Problem description
Collect every line below that contains the word "marble" and copy each one. Case counts.

Data for the task
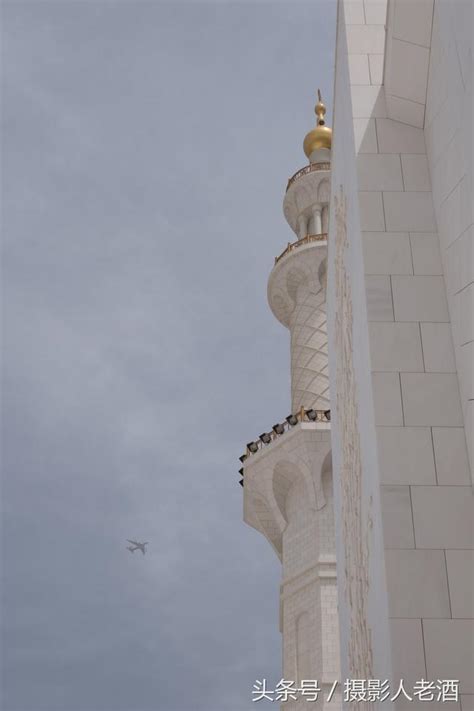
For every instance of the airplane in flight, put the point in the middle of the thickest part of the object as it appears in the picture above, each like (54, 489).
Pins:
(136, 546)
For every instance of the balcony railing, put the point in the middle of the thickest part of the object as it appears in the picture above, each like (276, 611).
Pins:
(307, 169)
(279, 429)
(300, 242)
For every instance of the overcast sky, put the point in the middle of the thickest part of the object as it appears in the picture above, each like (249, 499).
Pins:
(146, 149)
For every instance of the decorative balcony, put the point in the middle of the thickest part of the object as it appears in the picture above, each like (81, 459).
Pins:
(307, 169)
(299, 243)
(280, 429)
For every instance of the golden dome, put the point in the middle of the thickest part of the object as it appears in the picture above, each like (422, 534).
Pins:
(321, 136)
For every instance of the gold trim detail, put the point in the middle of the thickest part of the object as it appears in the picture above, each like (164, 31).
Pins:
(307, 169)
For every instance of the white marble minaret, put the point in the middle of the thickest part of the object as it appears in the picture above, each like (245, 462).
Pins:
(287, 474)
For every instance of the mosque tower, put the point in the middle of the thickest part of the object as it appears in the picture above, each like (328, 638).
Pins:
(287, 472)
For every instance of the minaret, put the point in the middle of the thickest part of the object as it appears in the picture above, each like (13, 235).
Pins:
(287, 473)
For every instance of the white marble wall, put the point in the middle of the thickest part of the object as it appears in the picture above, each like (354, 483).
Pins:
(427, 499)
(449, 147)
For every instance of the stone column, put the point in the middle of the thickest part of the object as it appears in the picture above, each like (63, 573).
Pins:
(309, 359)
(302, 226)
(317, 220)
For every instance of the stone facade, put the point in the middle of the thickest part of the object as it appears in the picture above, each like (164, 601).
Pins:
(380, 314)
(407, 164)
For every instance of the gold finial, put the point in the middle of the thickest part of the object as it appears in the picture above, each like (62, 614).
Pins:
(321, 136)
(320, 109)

...

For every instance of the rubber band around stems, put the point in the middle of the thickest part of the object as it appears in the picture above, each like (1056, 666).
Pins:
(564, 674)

Reply
For every instance of the white marble minaret, put the point in the middle of the thickest part of the object as it appears in the picture above, each like (245, 462).
For every instance of the white marble wall, put the point in the middle of the thickest part of the object as it appears in the picture above, each like (354, 483).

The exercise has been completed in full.